■ Task brief
Copy out the lines running from the line with "Each <instance> block" to the line with "box: [1602, 697, 1661, 729]", including both of those lines and nothing else.

■ Data extracts
┄┄┄┄┄┄┄┄┄┄┄┄┄┄┄┄┄┄┄┄
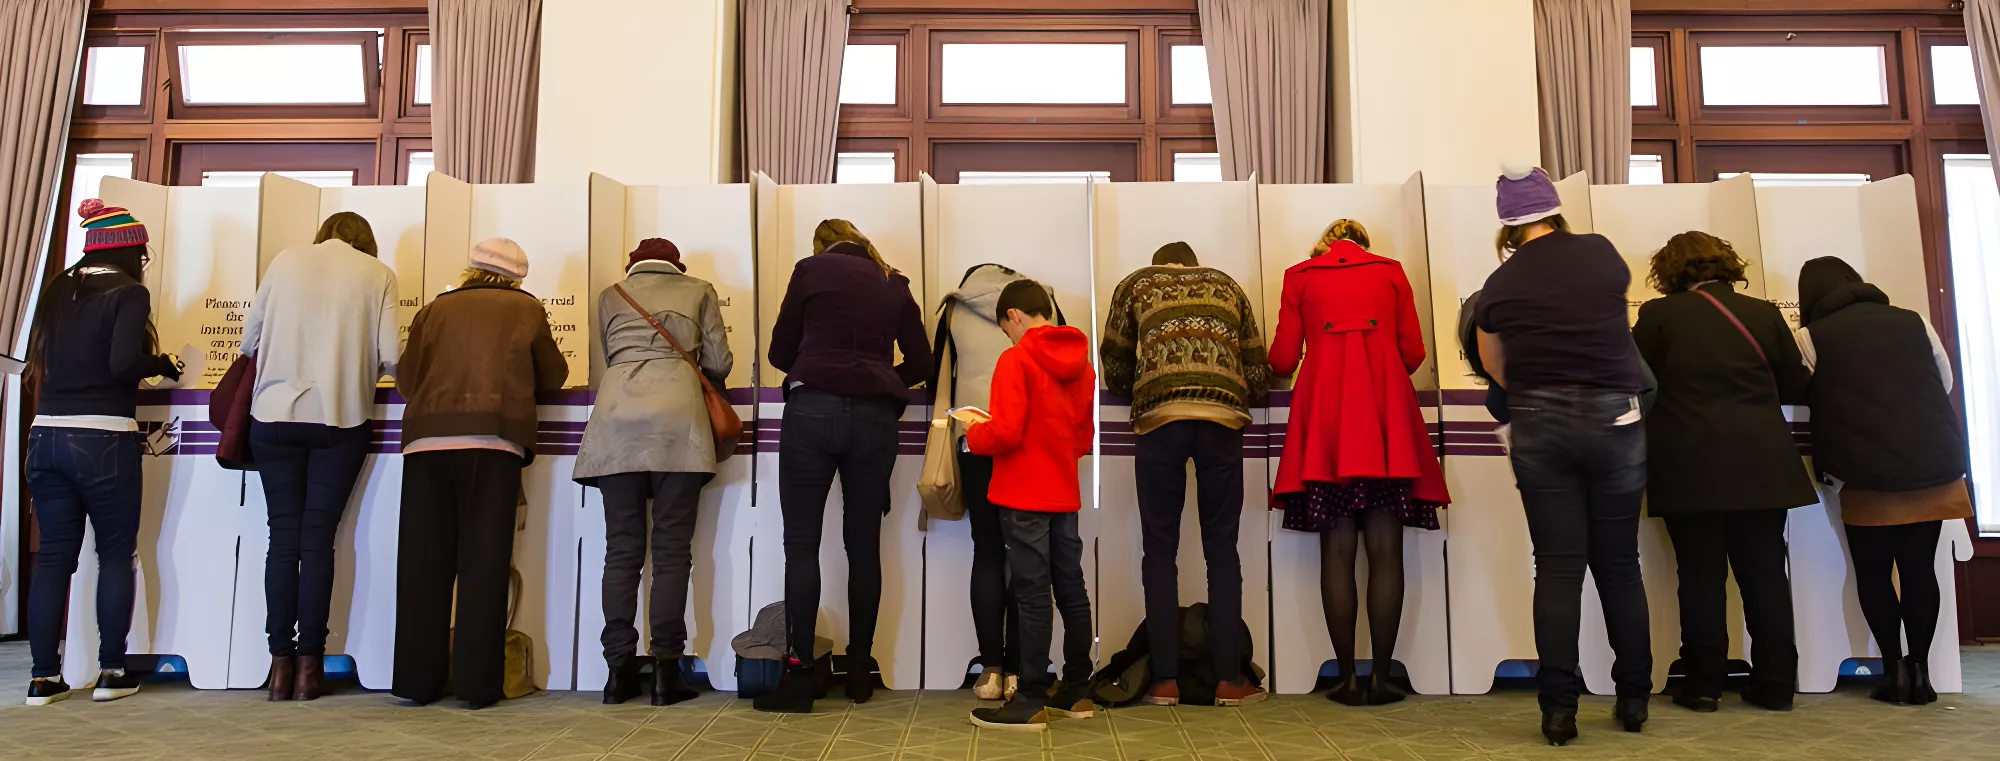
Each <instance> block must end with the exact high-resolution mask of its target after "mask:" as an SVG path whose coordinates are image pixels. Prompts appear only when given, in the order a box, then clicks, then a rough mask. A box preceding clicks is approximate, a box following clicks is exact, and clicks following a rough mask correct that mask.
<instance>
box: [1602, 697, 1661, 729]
┄┄┄┄┄┄┄┄┄┄┄┄┄┄┄┄┄┄┄┄
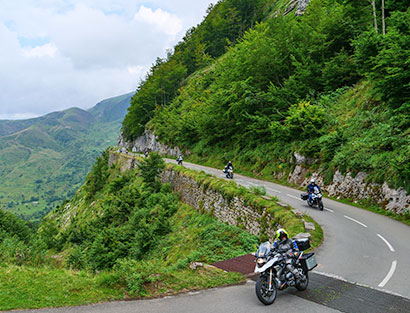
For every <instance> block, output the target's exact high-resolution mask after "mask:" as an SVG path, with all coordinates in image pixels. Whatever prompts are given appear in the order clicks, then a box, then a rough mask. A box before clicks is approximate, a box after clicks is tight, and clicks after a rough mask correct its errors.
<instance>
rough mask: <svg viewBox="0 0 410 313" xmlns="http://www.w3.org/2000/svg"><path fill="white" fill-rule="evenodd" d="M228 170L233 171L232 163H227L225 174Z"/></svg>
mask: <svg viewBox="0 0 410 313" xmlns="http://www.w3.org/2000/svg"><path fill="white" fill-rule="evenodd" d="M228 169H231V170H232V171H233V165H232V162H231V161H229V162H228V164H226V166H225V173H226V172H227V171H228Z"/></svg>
┄┄┄┄┄┄┄┄┄┄┄┄┄┄┄┄┄┄┄┄
■ Answer to this problem
Each <instance> block must end with the exact high-resolution mask of its target after "mask:" as an SVG path whose coordinates are image pixels. Prompts appear only when given, in the order a box, then clicks, then a rough mask. A box preceding clicks is approximate, a box following clicks is exact, and clicks following a rough mask correct that mask.
<instance>
box: [1602, 697, 1661, 729]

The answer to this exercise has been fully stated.